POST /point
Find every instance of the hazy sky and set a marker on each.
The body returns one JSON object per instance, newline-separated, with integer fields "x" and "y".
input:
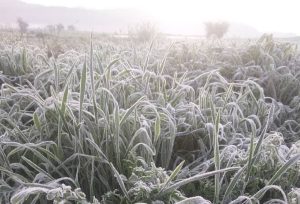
{"x": 264, "y": 15}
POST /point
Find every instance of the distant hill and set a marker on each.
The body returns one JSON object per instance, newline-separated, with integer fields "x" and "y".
{"x": 105, "y": 20}
{"x": 83, "y": 19}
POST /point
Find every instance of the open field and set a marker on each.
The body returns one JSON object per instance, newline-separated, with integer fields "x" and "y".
{"x": 113, "y": 120}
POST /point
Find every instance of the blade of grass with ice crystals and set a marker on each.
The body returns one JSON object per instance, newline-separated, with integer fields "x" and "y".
{"x": 82, "y": 90}
{"x": 283, "y": 169}
{"x": 196, "y": 178}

## TASK BRIEF
Copy out every line of the items above, increasing each x and y coordinate in the answers by 36. Leave the pictures out.

## THE RESPONSE
POST /point
Find every instance of the hazy sky and set a marker on each.
The body returns one JSON object per instance, newline-separated, with integer fields "x" and "y".
input:
{"x": 300, "y": 51}
POST /point
Find every instance of the distant hill and set a marker on each.
The body returns one JSON object per instance, newline-separated, with integer fields "x" and "y".
{"x": 141, "y": 56}
{"x": 119, "y": 55}
POST /point
Find every instance of the open field and set a marker on each.
The body returns one JSON object per instance, newline-separated, with integer fields "x" and "y".
{"x": 149, "y": 156}
POST /point
Find every instance of the blade of grass with ice crystals and set a marker on each.
The body returns one JSON object per instance, newline-separated, with integer fields "x" and "y".
{"x": 118, "y": 126}
{"x": 319, "y": 205}
{"x": 232, "y": 214}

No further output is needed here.